## PROVIDED ENTRIES
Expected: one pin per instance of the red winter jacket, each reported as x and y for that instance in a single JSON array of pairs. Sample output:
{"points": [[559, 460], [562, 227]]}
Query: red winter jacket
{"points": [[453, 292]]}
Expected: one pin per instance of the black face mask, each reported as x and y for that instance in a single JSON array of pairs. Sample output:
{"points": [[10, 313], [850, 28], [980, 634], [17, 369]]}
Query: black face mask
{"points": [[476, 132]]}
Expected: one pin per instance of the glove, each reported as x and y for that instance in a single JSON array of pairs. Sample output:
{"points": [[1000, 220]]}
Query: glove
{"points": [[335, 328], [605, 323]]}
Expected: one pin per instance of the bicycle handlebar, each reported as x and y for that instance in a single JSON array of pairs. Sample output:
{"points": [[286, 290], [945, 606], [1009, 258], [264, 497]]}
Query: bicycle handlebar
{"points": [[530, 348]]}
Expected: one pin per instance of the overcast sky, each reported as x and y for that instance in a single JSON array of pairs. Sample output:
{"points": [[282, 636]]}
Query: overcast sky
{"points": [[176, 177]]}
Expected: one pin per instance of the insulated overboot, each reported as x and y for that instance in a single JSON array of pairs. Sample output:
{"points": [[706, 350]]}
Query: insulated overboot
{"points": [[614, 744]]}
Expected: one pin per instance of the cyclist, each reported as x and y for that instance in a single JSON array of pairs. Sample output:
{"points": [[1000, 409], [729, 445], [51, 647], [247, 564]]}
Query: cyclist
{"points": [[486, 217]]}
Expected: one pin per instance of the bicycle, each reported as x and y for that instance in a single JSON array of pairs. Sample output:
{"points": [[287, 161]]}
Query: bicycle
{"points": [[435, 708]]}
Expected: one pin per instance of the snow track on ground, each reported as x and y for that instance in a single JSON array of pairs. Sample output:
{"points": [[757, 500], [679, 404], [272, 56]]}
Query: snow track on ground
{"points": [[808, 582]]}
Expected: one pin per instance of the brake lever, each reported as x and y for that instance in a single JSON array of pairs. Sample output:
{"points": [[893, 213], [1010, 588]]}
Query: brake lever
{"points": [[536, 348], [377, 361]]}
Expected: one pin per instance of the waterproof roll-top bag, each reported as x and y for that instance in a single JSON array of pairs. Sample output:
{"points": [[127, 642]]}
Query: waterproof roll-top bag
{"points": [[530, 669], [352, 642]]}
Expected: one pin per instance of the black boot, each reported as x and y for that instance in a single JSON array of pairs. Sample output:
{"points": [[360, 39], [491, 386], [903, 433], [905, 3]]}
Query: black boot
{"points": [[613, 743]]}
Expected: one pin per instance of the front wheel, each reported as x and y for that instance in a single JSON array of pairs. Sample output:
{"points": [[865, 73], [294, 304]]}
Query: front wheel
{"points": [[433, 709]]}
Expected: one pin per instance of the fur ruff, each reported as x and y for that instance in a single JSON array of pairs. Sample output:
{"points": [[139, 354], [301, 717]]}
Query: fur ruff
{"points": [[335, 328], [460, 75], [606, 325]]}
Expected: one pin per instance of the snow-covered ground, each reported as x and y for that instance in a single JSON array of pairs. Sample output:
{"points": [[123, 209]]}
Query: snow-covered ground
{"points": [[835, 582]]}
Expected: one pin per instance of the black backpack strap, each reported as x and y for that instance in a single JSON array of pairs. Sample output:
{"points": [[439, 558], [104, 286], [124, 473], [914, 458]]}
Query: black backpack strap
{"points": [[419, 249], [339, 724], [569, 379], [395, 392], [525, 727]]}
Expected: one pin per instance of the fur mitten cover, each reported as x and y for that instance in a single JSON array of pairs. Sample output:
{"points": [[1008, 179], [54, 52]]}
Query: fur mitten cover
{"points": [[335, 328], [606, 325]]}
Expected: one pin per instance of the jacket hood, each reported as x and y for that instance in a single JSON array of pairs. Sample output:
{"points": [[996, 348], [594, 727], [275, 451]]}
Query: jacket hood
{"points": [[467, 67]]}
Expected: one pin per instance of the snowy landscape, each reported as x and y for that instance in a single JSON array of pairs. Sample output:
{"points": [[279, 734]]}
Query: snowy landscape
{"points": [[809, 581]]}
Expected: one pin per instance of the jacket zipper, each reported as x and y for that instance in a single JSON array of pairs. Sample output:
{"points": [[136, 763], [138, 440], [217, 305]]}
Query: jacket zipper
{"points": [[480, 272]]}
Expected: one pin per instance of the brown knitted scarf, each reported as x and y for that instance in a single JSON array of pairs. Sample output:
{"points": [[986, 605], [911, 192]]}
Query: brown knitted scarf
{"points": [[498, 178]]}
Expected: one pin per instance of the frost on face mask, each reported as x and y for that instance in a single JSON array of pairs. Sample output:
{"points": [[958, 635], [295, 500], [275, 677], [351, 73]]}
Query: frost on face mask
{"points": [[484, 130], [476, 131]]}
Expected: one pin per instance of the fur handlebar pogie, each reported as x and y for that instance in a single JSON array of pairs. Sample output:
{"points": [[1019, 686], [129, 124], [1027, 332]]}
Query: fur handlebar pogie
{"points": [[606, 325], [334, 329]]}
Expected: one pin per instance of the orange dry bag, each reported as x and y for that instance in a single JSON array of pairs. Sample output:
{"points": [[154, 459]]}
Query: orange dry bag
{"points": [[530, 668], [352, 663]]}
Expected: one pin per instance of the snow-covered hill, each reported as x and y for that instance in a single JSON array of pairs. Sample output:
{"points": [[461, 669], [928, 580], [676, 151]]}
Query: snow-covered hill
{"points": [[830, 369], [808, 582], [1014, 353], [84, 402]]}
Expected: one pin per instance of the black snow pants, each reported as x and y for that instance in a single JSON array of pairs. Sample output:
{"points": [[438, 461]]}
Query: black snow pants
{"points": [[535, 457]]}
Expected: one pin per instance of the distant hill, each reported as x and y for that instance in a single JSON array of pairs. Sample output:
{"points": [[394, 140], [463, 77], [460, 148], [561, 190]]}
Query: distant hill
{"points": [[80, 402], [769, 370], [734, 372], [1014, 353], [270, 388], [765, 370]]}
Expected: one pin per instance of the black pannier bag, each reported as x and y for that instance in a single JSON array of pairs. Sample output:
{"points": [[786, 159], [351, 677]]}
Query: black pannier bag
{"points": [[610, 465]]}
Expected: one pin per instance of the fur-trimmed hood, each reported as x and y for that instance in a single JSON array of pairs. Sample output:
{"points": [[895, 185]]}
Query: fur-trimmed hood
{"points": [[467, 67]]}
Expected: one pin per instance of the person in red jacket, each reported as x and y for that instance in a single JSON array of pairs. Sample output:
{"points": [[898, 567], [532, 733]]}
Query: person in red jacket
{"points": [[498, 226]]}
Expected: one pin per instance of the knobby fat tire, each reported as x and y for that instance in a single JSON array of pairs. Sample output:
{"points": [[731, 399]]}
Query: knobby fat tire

## WRITTEN REQUEST
Transcribe every entry exactly.

## ANSWER TO THIS PROBLEM
Expected: one pin per instance of the red winter jacket, each reported as x and y for that instance in a single JSON array of pairs. Sample output:
{"points": [[559, 460], [562, 227]]}
Query: red winter jacket
{"points": [[453, 292]]}
Expected: one pin per instance of the black face mask, each reported as x and y for that instance in a single JSON array of pairs. Sample output:
{"points": [[10, 313], [850, 28], [980, 634], [17, 369]]}
Query: black face mask
{"points": [[476, 132]]}
Expected: one pin per instance of the glove, each reported as x and y for that instance in a single JSON array of pairs. Sample output:
{"points": [[1000, 220]]}
Query: glove
{"points": [[335, 328], [605, 323]]}
Expected: one pin per instance of the bicycle handlebar, each reported as x and y for that instance in a single JSON array of pairs. Sample output:
{"points": [[286, 290], [945, 606], [1009, 258], [264, 497]]}
Query: bicycle handlebar
{"points": [[530, 348]]}
Expected: one pin per instance of the overcast sky, each reported as x and y for that instance in a single JSON array of pairs. Sample output:
{"points": [[282, 636]]}
Query: overcast sky
{"points": [[176, 177]]}
Expected: one pin per instance of the insulated overboot, each reported as x and y for that instance in a single JSON array of pairs. Sample output:
{"points": [[706, 350]]}
Query: insulated overboot
{"points": [[614, 744]]}
Expected: one pin per instance of the cyclist, each reported as x and y for that instance in a single JSON array of pairs. Sample output:
{"points": [[1000, 409], [729, 445], [51, 647], [247, 564]]}
Query: cyclist
{"points": [[486, 217]]}
Expected: one pin per instance of the bicycle, each reported as x and y for that instance in a single JSON array of pairs. Sample output:
{"points": [[287, 161]]}
Query: bicycle
{"points": [[435, 708]]}
Expected: one pin per instance of the snow track on ground, each reported as x and y for that instance in a single JSON array of pairs. Sample output:
{"points": [[757, 500], [679, 404], [272, 56]]}
Query: snow track on ground
{"points": [[808, 582]]}
Expected: one pin per instance of the brake lever, each reported as x and y for that instance in a single JSON array of pairs. Sample output:
{"points": [[893, 213], [1010, 588]]}
Query: brake lever
{"points": [[536, 348], [377, 361]]}
Expected: one pin per instance of the waterproof roll-top bag, each reported as x and y for that instance in a single JSON array of pairs. Sample output:
{"points": [[127, 642]]}
Query: waterproof roll-top bag
{"points": [[530, 669], [352, 642]]}
Expected: one pin per instance of the black boot, each reported as x and y for that instance in a single JSON array of pairs. Sample output:
{"points": [[360, 39], [491, 386], [903, 433], [905, 3]]}
Query: black boot
{"points": [[613, 743]]}
Expected: one pin per instance of the front wheel, each reported as x and y for that instance in a single JSON array of pairs. Sample output:
{"points": [[865, 73], [294, 304]]}
Query: front wheel
{"points": [[433, 709]]}
Expected: one pin per instance of the fur ruff, each reported as x and y for that instance in a single JSON array of pairs. Sample output:
{"points": [[139, 354], [301, 717]]}
Query: fur ruff
{"points": [[335, 328], [460, 75], [606, 325]]}
Expected: one pin per instance of the snow-covered ground, each reported as x and y for that instance in a single JSON array of pairs. Sample output:
{"points": [[123, 209]]}
Query: snow-covered ground
{"points": [[835, 582]]}
Expected: one pin per instance of the black backpack strap, each reported as x and y for that instance in a single JSON array of pairs. Sample output:
{"points": [[439, 558], [104, 286], [124, 473], [914, 458]]}
Query: black backpack strap
{"points": [[419, 249], [339, 724], [569, 379], [395, 392], [525, 727]]}
Expected: one pin per instance of the fur mitten cover, each reported as x and y for that instance in a single JSON array of pairs. Sample output:
{"points": [[1008, 179], [54, 52]]}
Query: fur mitten cover
{"points": [[335, 328], [606, 325]]}
Expected: one pin per instance of the jacket hood, each reported as x and y for that instance in a single JSON array of pairs. Sample output:
{"points": [[996, 348], [594, 727], [275, 451]]}
Query: jacket hood
{"points": [[467, 67]]}
Expected: one pin per instance of the snowy landscape, each reported as x and y for that instance in a single JSON array of pairs. Sample output:
{"points": [[279, 734]]}
Query: snowy landscape
{"points": [[809, 581]]}
Expected: one pin per instance of the jacket zipper, each reported as x and y for that instance in a single JSON array of pairs. Sample output:
{"points": [[136, 763], [138, 440], [217, 305]]}
Query: jacket zipper
{"points": [[480, 272]]}
Expected: one pin per instance of the brown knitted scarf, each reported as x and y for that instance in a single JSON array of pairs. Sample output:
{"points": [[986, 605], [911, 192]]}
Query: brown knitted scarf
{"points": [[498, 178]]}
Expected: one pin per instance of the frost on face mask, each reported as x and y for that instance in a single JSON array of pairs. Sample output:
{"points": [[958, 635], [295, 500], [275, 677], [351, 73]]}
Query: frost on face mask
{"points": [[484, 130], [476, 131]]}
Expected: one pin per instance of the fur handlebar pogie, each reported as x and y for that instance in a single JSON array of pairs. Sample output:
{"points": [[1019, 686], [129, 124], [1027, 332]]}
Query: fur handlebar pogie
{"points": [[606, 325], [334, 329]]}
Expected: one pin per instance of the orange dry bag, each reported as x and y for that instance in a single JSON array of pairs. Sample output:
{"points": [[154, 459]]}
Query: orange dry bag
{"points": [[530, 668], [352, 663]]}
Expected: one pin per instance of the snow-covered hill, each reported as x and y for that instance in a single JSON array of pairs. Sample output:
{"points": [[461, 669], [928, 580], [676, 151]]}
Query: snow-covered hill
{"points": [[830, 369], [808, 582], [1014, 353], [84, 402]]}
Expected: one pin per instance of the black snow pants, each reported as x and y for that instance in a single JSON array of pairs. Sample output:
{"points": [[438, 461]]}
Query: black snow pants
{"points": [[535, 457]]}
Expected: one pin per instance of the distant hill, each reported as x and y for that instance in a single JSON array of pairs. Sample output:
{"points": [[394, 140], [463, 77], [460, 148], [561, 190]]}
Query: distant hill
{"points": [[80, 402], [769, 370], [734, 372], [1014, 353], [270, 388], [765, 370]]}
Expected: one pin per instance of the black pannier bag, each reported as x and y for that instance in a single JSON array of pairs. Sample output:
{"points": [[786, 159], [351, 677]]}
Query: black pannier bag
{"points": [[610, 465]]}
Expected: one pin per instance of the fur-trimmed hood, each reported as x and y for that instance in a single JSON array of pairs. Sample output:
{"points": [[895, 185]]}
Query: fur-trimmed hood
{"points": [[467, 67]]}
Expected: one pin per instance of the person in red jacket, each reported as x and y for that instance in a single JSON array of pairs. Sample output:
{"points": [[898, 567], [532, 733]]}
Query: person in red jacket
{"points": [[498, 226]]}
Expected: one pin per instance of the knobby fat tire, each reported as x and y for that instance in a single JSON array of pairs. Sample output:
{"points": [[731, 399]]}
Query: knobby fat tire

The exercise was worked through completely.